SERIE DI COMPITI »
**1.** Copia dal testo sui punti nascita il passo che va da "Il problema è" fino a "fermava a 77." incluso.
**2.** Nel testo sui punti nascita, quanti parti registrava Domodossola secondo l'ultimo rilevamento?
**3.** Prosegui il testo sui punti nascita in Piemonte, riprendendo dopo la sua ultima frase.

BRANO PROPOSTO »
* * *

‘’Dove eravamo rimasti’’. Prendiamo spunto dal titolo di un film con Maryl Streep, film del 2015.
Eravamo rimasti alle lotte dell’Ossola per evitare la chiusura del punto nascita. Proteste, manifestazioni, lotte e polemiche politiche. Ora c’è chi torna alla carica. Lo riporta il sito di informazione ‘’Lo Spiffero’’.
Parte dalle dichiarazioni di Vito Trojano, presidente della Società italiana di ginecologia e ostetricia, che da Roma torna alla carica: ‘’Chiudere quelle strutture dove annualmente si registrano meno di 500 nascite. I punti nascita a basso volume, ovvero sotto i mille parti non sono in grado di garantire la migliore esperienza clinica e l’organizzazione necessarie per prevenire ed eventualmente affrontare le imprevedibili situazioni di rischio non garantendo, così, una sicura assistenza per le pazienti”.
Il problema è che in Piemonte i punti nascita al di sotto del limite sono Verbania con 474 parti, Chieri con 430, Vercelli 392, Casale Monferrato con 279 e Domodossola dove l’ultimo rilevamento si fermava a 77.

* * *

MATERIALE DI PARTENZA »
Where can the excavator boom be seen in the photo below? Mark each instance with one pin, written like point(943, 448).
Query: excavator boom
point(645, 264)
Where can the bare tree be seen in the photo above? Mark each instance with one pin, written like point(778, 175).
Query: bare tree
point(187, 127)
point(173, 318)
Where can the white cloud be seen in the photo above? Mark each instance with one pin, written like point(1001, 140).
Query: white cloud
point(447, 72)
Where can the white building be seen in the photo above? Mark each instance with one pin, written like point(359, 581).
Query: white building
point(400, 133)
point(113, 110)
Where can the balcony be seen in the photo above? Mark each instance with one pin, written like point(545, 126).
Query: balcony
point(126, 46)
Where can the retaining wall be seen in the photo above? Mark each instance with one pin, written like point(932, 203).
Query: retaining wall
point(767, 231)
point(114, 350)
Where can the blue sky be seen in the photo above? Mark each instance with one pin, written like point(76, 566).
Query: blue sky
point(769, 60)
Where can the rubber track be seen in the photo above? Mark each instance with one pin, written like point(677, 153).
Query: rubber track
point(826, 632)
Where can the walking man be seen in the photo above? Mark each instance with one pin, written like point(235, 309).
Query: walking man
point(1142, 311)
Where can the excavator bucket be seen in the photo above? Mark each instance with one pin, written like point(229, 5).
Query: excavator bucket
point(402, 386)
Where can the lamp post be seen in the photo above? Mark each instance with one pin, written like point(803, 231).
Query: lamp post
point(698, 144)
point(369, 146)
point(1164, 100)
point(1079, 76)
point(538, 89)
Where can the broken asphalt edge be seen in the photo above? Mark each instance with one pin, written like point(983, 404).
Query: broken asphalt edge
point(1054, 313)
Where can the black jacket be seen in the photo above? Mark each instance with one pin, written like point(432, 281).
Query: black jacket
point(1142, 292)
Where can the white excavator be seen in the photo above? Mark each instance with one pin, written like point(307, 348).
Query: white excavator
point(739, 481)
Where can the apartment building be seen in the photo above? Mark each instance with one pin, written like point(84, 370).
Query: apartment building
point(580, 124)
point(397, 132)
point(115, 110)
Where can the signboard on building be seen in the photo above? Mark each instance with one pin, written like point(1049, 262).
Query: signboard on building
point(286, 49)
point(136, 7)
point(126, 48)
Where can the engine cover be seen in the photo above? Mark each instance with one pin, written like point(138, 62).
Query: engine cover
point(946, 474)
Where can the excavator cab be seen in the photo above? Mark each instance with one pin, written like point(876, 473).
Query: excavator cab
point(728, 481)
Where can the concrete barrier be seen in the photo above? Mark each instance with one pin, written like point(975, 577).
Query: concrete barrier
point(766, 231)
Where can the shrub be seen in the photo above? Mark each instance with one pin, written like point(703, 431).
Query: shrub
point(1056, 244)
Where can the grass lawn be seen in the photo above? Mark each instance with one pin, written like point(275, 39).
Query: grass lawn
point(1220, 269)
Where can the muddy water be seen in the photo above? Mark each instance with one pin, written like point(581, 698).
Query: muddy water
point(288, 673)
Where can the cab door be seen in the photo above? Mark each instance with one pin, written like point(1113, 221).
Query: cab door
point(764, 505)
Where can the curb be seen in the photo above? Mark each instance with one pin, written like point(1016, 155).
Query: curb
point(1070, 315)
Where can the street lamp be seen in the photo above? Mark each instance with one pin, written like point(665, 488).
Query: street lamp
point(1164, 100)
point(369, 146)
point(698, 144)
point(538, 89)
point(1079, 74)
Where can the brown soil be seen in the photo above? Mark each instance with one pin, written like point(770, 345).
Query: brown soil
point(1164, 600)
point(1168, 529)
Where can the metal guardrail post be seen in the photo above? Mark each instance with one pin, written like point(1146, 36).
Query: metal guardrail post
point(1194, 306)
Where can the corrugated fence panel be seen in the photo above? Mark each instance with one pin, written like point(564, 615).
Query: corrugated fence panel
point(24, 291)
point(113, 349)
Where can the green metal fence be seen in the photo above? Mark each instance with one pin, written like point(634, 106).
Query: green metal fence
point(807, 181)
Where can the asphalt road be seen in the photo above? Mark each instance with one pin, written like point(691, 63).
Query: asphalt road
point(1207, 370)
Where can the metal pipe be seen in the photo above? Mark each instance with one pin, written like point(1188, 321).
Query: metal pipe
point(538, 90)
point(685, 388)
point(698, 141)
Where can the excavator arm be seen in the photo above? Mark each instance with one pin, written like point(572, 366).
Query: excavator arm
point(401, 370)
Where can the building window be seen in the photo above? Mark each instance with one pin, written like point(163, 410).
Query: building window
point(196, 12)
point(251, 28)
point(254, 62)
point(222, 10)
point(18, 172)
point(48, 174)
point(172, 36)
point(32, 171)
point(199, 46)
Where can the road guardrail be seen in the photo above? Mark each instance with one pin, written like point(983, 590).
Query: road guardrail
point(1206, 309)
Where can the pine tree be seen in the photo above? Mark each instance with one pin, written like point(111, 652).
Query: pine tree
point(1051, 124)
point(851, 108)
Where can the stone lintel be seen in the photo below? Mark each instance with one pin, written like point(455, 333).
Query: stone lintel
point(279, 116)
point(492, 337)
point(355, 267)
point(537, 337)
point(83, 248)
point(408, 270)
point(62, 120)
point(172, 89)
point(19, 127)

* * *

COMPITI SVOLTI »
**1.**
Il problema è che in Piemonte i punti nascita al di sotto del limite sono Verbania con 474 parti, Chieri con 430, Vercelli 392, Casale Monferrato con 279 e Domodossola dove l’ultimo rilevamento si fermava a 77.

**2.** Secondo l'ultimo rilevamento, Domodossola registrava 77 parti.

**3.**
“Per chi lavora nei piccoli ospedali – spiega il presidente della società scientifica – è impossibile formarsi e mantenere un’abilità medica e chirurgica, lavorando in strutture a basso volume”.
Gli fa eco Chiara Benedetto, docente di Ostetricia e Ginecologia all’Università di Torino che parla della “sicurezza della paziente e del bambino come priorità assoluta, rispetto a qualsiasi altra valutazione”.
Tutte considerazioni giuste, ma che non tengono conto delle realtà geografiche di zone come il Vco, dove per partorire o farsi curare c’è chi deve farsi 40-50 chilometri prima di trovare un ospedale.